UK governments are moving to make smacking children illegal. Meanwhile on Amazon, books are being sold that promote the practice
Amazon is the UK’s biggest ebook retailer – but its Kindle store has a darker underside. The company is selling books that encourage parents to beat their children, including those of a very young age, with plastic rods, wooden rulers and lengths of PVC pipe.
The books – eight of which were examined for this article – can be found within Amazon’s parenting sections, which includes information on bringing up babies and toddlers. Some of the titles are focus on child “training” and have links to evangelical Christian groups, with many of them being sold online for years and promoted via public speaking events, homeschooling networks and social media pages with tens of thousands of followers.
Continued sales of the books come at a time when the Welsh National Assembly is planning to make it illegal to physically smack, punish or assault children. “There is no reason to ever hit a child”, Welsh deputy minister for health and social services Julie Morgan has said. A similar law is also being planned in Scotland.
In response to the books being sold, an Amazon spokesperson said it provides customers with access to a variety of viewpoints, including titles that some may find objectionable. The company’s content guidelines for authors, publishers, and book sellers are considerably looser than those for other other product categories: copyright infringement is prohibited and the company reserves the right not to sell some books, “such as pornography or other inappropriate content.”

_Material supplied_
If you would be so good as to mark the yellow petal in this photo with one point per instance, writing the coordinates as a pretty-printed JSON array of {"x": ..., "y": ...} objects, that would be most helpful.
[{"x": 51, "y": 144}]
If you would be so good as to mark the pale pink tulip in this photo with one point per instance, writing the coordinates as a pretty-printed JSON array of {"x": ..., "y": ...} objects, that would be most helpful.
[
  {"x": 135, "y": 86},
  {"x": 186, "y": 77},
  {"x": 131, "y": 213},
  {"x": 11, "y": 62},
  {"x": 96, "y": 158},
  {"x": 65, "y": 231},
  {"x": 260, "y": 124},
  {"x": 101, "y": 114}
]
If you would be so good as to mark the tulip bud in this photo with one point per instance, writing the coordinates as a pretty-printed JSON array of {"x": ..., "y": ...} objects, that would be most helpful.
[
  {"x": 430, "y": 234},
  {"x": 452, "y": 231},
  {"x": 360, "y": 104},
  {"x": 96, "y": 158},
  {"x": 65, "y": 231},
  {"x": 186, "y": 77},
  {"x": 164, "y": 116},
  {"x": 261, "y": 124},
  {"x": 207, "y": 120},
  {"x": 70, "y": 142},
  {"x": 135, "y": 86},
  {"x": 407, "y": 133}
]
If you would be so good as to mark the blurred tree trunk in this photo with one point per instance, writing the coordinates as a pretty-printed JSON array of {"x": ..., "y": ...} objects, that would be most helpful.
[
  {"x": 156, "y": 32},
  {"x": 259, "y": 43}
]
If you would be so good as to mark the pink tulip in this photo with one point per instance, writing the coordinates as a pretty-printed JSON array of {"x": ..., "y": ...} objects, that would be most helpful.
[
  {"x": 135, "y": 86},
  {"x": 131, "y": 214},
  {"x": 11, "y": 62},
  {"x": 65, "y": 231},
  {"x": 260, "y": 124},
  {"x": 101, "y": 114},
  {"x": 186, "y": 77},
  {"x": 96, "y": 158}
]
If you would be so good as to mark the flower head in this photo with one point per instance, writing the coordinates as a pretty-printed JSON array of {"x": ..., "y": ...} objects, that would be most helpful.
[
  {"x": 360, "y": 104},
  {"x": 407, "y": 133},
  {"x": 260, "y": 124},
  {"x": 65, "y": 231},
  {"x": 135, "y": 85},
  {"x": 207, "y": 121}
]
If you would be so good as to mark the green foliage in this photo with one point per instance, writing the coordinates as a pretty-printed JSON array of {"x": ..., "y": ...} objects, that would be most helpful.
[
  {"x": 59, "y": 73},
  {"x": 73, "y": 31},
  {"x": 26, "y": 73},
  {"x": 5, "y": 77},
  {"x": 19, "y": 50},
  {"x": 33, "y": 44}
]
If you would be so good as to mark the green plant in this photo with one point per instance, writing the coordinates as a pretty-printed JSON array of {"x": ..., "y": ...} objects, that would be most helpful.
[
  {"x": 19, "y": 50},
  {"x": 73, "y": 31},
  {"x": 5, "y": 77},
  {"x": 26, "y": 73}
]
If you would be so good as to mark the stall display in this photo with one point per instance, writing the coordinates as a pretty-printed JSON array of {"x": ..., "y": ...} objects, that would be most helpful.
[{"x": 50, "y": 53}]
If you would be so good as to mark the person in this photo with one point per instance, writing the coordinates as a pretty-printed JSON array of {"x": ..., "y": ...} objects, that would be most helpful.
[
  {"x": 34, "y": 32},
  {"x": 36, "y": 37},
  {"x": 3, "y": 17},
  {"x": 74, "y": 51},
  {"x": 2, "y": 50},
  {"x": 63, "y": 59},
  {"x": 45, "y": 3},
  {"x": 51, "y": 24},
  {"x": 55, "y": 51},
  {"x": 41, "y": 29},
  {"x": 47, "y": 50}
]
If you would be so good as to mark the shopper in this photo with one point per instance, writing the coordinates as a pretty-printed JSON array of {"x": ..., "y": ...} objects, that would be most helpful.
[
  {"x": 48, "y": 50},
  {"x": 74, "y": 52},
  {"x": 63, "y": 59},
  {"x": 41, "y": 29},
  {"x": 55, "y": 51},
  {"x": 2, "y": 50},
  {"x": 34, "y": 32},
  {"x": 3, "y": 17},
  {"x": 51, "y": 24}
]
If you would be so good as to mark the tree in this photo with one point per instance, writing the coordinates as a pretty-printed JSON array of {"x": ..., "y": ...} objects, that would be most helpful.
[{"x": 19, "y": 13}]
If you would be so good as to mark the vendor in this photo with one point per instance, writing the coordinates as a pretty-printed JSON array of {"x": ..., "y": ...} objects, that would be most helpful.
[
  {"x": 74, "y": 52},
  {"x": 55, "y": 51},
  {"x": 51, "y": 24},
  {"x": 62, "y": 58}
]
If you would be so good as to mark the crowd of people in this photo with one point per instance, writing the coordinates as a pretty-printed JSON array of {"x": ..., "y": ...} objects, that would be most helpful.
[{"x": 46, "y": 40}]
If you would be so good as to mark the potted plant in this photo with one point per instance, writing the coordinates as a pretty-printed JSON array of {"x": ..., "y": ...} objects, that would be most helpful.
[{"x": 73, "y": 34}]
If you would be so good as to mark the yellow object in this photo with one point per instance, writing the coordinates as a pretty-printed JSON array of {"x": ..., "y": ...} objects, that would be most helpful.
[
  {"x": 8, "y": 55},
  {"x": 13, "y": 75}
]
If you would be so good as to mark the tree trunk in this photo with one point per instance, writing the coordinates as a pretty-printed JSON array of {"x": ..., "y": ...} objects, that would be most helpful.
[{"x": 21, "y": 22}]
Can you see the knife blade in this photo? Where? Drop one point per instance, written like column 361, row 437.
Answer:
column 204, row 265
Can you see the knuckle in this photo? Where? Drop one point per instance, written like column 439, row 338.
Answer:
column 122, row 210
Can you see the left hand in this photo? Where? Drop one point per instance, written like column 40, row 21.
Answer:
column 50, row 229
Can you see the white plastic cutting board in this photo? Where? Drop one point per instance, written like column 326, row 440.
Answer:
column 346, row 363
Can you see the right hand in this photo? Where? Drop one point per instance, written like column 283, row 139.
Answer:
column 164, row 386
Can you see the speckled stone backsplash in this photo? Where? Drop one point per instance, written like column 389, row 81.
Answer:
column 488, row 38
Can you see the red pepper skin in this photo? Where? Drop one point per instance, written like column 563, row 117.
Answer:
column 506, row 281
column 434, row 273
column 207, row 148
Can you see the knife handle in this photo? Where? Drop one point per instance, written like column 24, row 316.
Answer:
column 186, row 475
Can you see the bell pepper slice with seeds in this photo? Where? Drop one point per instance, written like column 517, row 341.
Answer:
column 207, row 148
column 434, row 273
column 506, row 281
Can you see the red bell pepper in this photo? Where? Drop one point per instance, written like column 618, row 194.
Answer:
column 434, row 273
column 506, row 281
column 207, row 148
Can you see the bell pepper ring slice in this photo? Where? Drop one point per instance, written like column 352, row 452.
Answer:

_Stated goal_
In the article about Amazon selling books that promote smacking, who said "There is no reason to ever hit a child"?

_Exercise answer_
Julie Morgan, the Welsh deputy minister for health and social services.